# Problem to solve:
Locate the line containing "door with a single marker.", then please write out that line and all the lines below it in the entries exactly.

[Stored items]

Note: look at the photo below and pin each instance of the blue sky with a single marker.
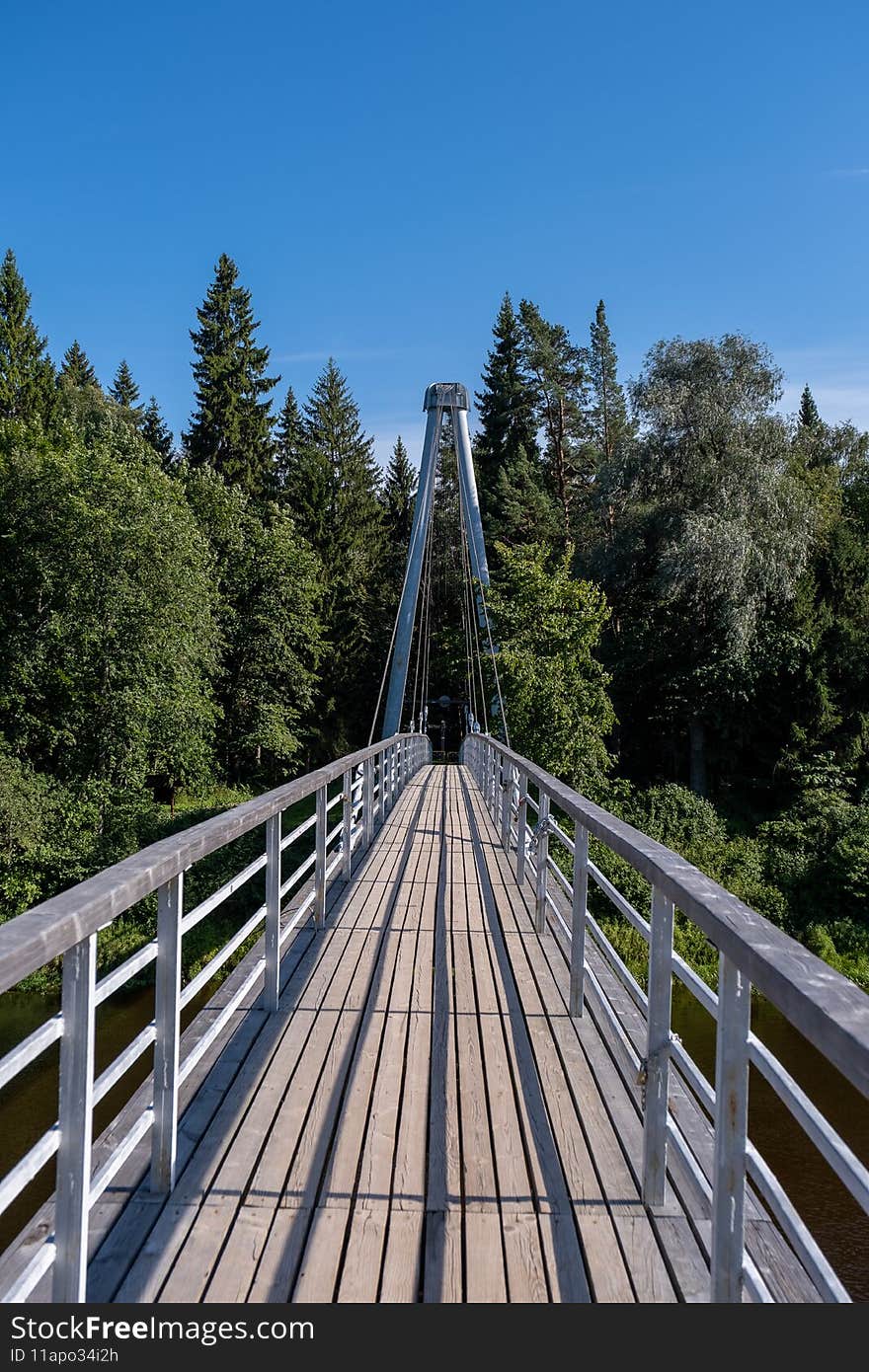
(383, 173)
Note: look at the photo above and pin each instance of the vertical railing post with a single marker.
(347, 827)
(521, 826)
(507, 804)
(166, 1017)
(542, 855)
(731, 1125)
(577, 928)
(320, 859)
(272, 913)
(76, 1122)
(658, 1051)
(368, 801)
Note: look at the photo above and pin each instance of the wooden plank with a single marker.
(359, 1168)
(625, 1111)
(234, 1269)
(607, 1268)
(322, 1259)
(442, 1270)
(403, 1258)
(359, 1277)
(485, 1275)
(283, 1040)
(281, 1255)
(563, 1257)
(443, 1175)
(526, 1269)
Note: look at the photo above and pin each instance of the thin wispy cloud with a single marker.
(837, 377)
(341, 354)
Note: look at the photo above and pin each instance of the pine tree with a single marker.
(334, 432)
(76, 369)
(27, 375)
(507, 411)
(558, 368)
(231, 428)
(349, 539)
(123, 390)
(397, 498)
(157, 432)
(611, 428)
(809, 416)
(302, 474)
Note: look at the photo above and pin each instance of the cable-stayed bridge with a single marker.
(429, 1076)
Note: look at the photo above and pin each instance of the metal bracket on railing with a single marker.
(542, 826)
(643, 1076)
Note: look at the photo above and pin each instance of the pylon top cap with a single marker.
(440, 394)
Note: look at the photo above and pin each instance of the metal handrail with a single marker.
(67, 926)
(823, 1005)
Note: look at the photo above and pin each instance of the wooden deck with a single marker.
(422, 1119)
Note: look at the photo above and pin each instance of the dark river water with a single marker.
(29, 1106)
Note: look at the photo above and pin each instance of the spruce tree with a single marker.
(27, 375)
(558, 369)
(397, 498)
(809, 416)
(398, 495)
(123, 390)
(611, 428)
(302, 474)
(76, 369)
(231, 428)
(507, 409)
(349, 539)
(157, 432)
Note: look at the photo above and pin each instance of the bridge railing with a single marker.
(66, 926)
(830, 1012)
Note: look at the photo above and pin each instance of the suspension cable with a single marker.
(419, 629)
(471, 615)
(423, 633)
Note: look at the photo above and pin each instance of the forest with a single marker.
(679, 589)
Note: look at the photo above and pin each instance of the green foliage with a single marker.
(397, 501)
(268, 602)
(108, 620)
(558, 369)
(27, 375)
(555, 692)
(349, 538)
(231, 428)
(506, 449)
(155, 432)
(714, 535)
(123, 390)
(809, 416)
(76, 369)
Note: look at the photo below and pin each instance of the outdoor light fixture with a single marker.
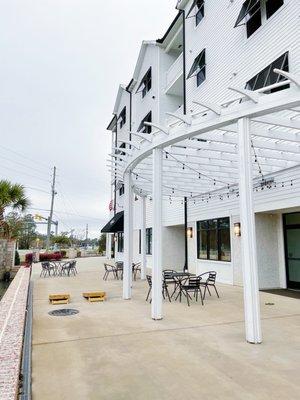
(189, 233)
(237, 229)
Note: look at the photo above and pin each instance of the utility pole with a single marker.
(53, 193)
(86, 234)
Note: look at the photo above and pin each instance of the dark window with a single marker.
(146, 83)
(149, 241)
(122, 146)
(122, 117)
(145, 128)
(272, 6)
(121, 190)
(268, 77)
(199, 6)
(213, 239)
(200, 11)
(198, 68)
(120, 242)
(140, 241)
(251, 13)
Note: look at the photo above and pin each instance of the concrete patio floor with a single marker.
(115, 351)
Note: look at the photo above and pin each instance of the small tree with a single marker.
(11, 195)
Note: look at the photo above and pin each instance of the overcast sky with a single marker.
(61, 64)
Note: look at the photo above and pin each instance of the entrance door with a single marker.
(292, 249)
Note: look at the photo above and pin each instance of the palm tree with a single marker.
(13, 196)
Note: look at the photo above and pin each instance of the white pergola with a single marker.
(221, 149)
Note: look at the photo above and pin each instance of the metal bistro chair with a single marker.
(164, 289)
(168, 276)
(46, 269)
(209, 282)
(192, 286)
(109, 269)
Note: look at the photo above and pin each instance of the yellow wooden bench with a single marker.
(59, 298)
(94, 296)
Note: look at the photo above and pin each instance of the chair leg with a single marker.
(187, 298)
(148, 294)
(216, 291)
(167, 293)
(202, 297)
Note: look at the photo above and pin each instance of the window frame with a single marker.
(198, 68)
(122, 117)
(218, 230)
(269, 70)
(146, 83)
(149, 241)
(120, 237)
(146, 128)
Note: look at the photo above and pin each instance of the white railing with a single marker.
(175, 71)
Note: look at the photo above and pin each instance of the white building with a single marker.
(229, 151)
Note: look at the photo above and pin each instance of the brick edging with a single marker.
(12, 319)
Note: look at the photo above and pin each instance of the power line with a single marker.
(23, 165)
(24, 173)
(24, 156)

# Output for this task:
Note: look at the photo above and pin each instance of the entrance door with a single marker.
(292, 249)
Note: look at the photo above and pin each instance of the palm tree with a single marker.
(13, 196)
Note: look at the photo above and pin each instance of the white pergola with a single marker.
(221, 149)
Note: look at the photo above and pin each instance of the metal bistro chair with a single marker.
(164, 289)
(168, 276)
(46, 269)
(209, 282)
(192, 286)
(109, 269)
Note: look at the photo above and pin each instance of the yellow wooden bench with a single marker.
(59, 298)
(94, 296)
Note: look at the photo above and pin each instance of the chair leg with a single marker.
(187, 298)
(148, 294)
(216, 291)
(167, 293)
(202, 297)
Note: look at the photo above and pin each instance of the window frame with a single marker.
(198, 68)
(122, 117)
(218, 230)
(269, 70)
(146, 83)
(149, 241)
(120, 237)
(146, 128)
Note: look at the photo above and pin each instance of the white railing with a single marker.
(175, 71)
Note: look at the photo above and pin each instance of the white building with a single marker.
(229, 151)
Note: look at the photo above and pin each instance of the brick edging with a single marker.
(12, 319)
Note: look at the photo above and pin each instance of the power line with a single marker.
(23, 165)
(24, 173)
(24, 156)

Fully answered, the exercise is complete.